Text segment:
......
One day, I was home sick from work. My wife had already left for her job, and the TV was still on the Democracy Now channel, which she had been watching. I couldn’t find the remote and didn’t have the energy to look for it. I felt awful, so I just left the TV on. A documentary called Eating – 3rd Edition came on. It laid out a compelling case that most chronic medical problems are directly related to diet. I learned how the way I had been eating was weakening my immune system and making me vulnerable to illness. The film focused heavily on the harms of consuming meat and dairy, particularly from factory-farmed animals.
Up until then, I had never really thought about what I was eating. During my forties and fifties, food was just fuel to keep me going through busy workdays. But after watching Eating – 3rd Edition, I made a snap decision: no more meat or dairy. Then came the big question—what was I going to eat?
When my wife came home that afternoon and asked, “What do you want to eat?” the adventure began. That same evening, the documentary replayed, and I excitedly asked her to watch it with me. I started eating anything that wasn’t meat—beans, potatoes, corn, bread. I had no idea how to cook vegan food, but I could manage pasta with marinara sauce. My wife was patient with what she saw as another one of my obsessions. At work, I ate Subway veggie subs—no cheese. At home, I threw together hot vegetables. I had no real cooking skills, especially not for plant-based meals.
We had always cooked together—she planned the meals, I prepped ingredients and grilled the meat. Now I just ate the plants. Amazingly, I lost 25 pounds in the first month. I went from being ghastly overweight to merely grossly obese. More importantly, I stopped needing my asthma inhaler after just a month of cutting out animal products.
Two months later, my wife joined me in “my hippie weirdo vegan diet”—”largely” because I now weighed less than she did. She brought home one of Dr. McDougall’s books, which opened the door to a world of YouTube vegan cooking videos. From there, our story toward better health truly took off.
My only regret is that we didn’t —just eat our vegetables—much earlier in life. I think the number 1 Lifestyle Change I have done since going plant-based is learning how to cook.
......
Entries provided:
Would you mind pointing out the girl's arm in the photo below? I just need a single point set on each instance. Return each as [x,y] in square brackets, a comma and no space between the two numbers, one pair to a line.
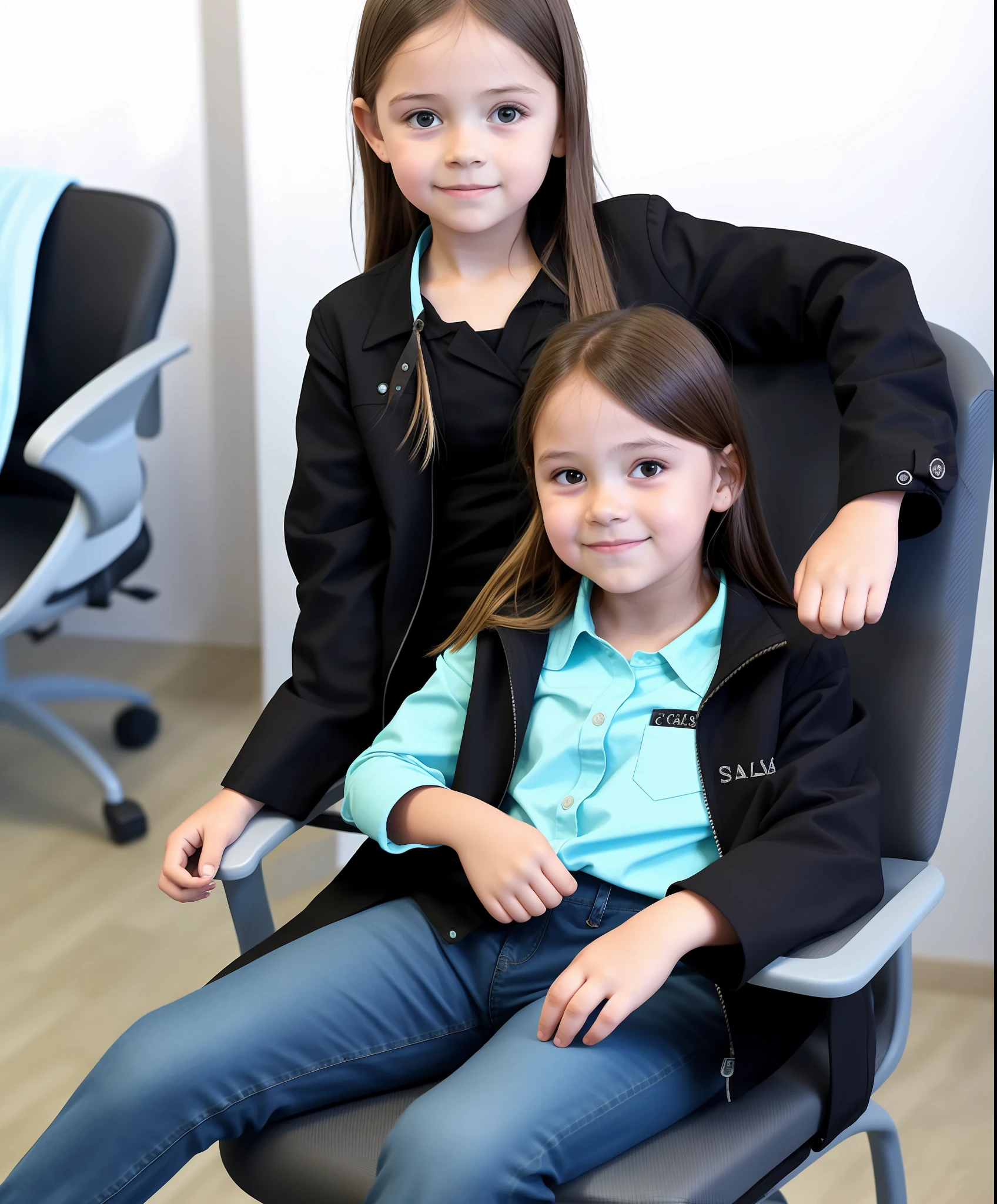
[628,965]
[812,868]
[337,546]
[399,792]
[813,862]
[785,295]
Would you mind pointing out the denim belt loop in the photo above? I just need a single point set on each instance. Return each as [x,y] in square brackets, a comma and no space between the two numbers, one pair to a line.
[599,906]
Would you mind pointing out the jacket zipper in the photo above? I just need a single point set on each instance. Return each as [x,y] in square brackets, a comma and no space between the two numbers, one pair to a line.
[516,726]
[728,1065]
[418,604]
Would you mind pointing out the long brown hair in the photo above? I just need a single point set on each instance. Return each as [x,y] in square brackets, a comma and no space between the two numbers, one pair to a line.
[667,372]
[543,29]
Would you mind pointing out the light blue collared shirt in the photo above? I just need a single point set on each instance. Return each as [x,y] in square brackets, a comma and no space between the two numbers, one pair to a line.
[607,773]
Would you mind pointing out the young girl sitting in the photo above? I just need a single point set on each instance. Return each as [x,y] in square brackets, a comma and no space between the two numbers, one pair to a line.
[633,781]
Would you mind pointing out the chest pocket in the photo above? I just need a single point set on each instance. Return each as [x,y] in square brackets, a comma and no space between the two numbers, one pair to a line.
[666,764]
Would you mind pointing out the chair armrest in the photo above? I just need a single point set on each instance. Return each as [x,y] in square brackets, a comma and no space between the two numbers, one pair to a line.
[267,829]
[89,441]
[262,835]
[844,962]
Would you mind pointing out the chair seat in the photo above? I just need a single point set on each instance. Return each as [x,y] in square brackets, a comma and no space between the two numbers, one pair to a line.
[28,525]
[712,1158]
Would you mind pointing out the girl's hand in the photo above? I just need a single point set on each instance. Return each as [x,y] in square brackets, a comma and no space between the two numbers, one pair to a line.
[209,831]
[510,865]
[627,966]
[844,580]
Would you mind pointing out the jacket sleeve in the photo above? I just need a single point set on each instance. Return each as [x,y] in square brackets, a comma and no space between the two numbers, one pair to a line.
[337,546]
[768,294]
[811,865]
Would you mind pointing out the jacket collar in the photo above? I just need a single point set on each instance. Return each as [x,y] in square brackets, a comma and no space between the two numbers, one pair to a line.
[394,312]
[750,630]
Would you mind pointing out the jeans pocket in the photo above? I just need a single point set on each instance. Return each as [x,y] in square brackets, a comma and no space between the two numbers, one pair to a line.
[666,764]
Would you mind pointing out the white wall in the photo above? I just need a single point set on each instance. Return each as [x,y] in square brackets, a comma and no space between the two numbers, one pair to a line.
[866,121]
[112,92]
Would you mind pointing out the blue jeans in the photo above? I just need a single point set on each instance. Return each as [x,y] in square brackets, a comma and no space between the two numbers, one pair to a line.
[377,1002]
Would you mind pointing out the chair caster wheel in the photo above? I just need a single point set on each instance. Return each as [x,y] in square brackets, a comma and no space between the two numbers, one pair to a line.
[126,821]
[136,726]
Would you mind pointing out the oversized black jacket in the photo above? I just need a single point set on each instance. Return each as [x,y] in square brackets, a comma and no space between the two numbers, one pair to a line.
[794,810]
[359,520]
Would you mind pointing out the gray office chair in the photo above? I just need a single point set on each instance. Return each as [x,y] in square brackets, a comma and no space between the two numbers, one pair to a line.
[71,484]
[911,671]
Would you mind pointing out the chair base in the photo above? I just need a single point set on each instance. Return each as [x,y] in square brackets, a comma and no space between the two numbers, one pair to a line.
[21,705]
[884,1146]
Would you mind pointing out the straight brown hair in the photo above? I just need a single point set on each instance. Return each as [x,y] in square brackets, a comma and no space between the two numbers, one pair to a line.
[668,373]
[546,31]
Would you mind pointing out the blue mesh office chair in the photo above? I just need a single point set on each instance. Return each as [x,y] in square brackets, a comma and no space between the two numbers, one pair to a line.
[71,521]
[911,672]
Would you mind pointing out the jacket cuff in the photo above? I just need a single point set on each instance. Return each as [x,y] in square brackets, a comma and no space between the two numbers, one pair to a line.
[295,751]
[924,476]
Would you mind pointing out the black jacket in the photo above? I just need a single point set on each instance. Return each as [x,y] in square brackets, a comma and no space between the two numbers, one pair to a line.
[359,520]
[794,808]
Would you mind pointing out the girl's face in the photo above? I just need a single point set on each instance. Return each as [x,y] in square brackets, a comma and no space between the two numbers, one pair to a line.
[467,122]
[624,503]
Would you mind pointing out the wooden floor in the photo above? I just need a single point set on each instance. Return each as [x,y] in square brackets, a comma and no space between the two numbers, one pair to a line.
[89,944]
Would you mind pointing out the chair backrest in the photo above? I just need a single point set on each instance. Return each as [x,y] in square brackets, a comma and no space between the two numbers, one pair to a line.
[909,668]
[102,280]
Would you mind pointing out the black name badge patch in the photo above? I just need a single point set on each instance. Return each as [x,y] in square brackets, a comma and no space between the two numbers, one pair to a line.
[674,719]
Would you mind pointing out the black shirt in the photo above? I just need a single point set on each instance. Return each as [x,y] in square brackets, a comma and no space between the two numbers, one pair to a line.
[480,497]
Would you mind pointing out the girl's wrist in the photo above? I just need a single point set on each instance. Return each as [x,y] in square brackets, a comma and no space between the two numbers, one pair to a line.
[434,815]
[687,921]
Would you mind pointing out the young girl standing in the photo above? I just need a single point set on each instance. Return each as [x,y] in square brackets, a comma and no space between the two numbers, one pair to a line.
......
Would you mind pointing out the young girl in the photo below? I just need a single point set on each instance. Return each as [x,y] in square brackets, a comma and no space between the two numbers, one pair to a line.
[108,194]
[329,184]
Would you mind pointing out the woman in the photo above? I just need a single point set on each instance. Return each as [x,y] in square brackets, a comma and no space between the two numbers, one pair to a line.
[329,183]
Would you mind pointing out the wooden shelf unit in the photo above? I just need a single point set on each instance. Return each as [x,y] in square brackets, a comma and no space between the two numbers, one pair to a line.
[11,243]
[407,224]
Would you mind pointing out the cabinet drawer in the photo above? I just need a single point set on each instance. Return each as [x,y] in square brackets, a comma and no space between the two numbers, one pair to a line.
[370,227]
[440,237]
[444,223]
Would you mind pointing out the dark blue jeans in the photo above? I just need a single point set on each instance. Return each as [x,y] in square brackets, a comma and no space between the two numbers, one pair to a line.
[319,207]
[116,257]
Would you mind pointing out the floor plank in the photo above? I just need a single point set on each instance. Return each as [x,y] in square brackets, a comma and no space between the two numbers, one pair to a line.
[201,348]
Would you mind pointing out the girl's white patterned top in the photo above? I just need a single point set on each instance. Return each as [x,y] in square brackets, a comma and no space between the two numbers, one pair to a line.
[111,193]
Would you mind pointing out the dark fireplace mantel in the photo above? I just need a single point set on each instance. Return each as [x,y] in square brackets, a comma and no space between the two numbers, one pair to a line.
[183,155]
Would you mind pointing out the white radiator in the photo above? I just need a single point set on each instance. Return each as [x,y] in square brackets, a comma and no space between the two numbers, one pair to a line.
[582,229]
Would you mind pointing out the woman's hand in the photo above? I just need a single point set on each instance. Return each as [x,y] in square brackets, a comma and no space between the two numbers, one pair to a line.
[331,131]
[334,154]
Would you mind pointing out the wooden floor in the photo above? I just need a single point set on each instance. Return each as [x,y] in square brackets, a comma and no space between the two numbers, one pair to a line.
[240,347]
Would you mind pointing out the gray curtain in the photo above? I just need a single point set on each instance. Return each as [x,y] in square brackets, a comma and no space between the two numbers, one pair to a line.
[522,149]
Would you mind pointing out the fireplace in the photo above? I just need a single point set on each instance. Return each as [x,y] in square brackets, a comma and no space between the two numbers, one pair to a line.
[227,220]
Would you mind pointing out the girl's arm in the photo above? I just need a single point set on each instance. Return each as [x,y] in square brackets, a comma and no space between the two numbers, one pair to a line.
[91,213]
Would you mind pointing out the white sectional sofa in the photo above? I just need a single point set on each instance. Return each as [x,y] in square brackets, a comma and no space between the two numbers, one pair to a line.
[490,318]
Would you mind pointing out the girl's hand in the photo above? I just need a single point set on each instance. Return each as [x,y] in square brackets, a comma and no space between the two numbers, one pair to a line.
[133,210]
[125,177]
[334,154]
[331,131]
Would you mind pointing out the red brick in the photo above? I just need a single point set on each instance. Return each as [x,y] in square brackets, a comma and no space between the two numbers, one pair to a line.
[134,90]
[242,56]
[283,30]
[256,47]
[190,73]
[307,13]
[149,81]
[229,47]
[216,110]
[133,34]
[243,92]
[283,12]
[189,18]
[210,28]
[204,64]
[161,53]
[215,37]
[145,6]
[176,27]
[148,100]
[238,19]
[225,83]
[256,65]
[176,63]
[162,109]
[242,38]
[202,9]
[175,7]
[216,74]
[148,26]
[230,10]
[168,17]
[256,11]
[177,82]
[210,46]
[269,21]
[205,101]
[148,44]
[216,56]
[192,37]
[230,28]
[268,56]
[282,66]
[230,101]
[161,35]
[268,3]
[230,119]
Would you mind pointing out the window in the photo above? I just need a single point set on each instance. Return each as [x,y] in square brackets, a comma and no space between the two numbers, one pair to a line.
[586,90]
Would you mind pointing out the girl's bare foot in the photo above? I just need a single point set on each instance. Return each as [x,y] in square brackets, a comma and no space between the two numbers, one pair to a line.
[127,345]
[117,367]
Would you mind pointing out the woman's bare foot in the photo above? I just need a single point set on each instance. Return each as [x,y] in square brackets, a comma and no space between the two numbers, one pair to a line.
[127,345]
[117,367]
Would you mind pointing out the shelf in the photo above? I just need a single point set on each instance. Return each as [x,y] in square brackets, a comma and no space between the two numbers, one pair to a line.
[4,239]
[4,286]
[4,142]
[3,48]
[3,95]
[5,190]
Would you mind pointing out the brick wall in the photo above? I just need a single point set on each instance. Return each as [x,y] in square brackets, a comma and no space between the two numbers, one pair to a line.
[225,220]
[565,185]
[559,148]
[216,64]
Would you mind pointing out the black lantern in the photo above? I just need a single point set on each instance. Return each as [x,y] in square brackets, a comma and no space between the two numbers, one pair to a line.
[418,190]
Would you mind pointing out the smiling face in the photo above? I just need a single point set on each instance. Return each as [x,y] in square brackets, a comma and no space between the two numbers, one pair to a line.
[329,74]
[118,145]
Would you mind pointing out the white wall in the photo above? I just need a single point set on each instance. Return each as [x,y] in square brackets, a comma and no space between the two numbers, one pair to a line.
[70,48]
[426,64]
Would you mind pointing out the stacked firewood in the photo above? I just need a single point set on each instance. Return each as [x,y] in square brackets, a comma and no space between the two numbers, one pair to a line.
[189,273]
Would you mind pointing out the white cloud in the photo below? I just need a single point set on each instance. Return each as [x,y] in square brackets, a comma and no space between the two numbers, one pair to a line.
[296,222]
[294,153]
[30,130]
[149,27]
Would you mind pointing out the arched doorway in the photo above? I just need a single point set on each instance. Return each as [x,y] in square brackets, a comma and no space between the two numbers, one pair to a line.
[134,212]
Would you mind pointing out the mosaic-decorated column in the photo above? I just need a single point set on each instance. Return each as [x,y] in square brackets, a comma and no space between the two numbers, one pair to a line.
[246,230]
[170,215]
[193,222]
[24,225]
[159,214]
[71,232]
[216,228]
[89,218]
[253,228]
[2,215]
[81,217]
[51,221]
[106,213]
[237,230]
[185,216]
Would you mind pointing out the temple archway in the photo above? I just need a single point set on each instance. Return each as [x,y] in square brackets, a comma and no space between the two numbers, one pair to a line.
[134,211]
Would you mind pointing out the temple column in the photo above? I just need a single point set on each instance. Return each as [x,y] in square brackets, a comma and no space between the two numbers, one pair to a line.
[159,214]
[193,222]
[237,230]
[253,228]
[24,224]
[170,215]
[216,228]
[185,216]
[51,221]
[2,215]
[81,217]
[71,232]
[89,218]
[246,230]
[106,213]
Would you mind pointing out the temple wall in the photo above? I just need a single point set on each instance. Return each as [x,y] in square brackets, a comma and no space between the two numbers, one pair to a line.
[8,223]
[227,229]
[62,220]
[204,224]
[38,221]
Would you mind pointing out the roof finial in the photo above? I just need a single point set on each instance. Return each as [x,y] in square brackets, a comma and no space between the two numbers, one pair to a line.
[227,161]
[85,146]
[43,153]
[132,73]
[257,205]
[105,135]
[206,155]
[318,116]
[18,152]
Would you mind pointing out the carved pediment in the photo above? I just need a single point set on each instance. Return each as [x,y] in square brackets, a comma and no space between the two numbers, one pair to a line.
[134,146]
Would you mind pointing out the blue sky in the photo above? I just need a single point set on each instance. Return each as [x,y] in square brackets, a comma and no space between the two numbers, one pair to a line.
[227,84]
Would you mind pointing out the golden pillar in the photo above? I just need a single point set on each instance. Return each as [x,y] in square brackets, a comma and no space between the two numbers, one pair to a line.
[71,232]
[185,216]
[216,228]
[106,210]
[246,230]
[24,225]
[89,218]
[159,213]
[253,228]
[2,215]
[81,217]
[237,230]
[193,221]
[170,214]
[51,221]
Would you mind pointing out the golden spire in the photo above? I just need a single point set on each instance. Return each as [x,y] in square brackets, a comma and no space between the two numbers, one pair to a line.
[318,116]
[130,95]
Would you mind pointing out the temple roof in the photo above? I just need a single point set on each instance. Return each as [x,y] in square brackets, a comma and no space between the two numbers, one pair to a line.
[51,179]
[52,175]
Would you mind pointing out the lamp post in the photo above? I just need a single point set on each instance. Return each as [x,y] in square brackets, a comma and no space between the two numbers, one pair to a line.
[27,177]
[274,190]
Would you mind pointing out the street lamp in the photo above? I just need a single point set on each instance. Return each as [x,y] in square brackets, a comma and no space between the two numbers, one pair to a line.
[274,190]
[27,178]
......
Exercise brief: In the account of switching to a plant-based diet, how much weight did the writer lose in the first month?

Reply to the task: 25 pounds.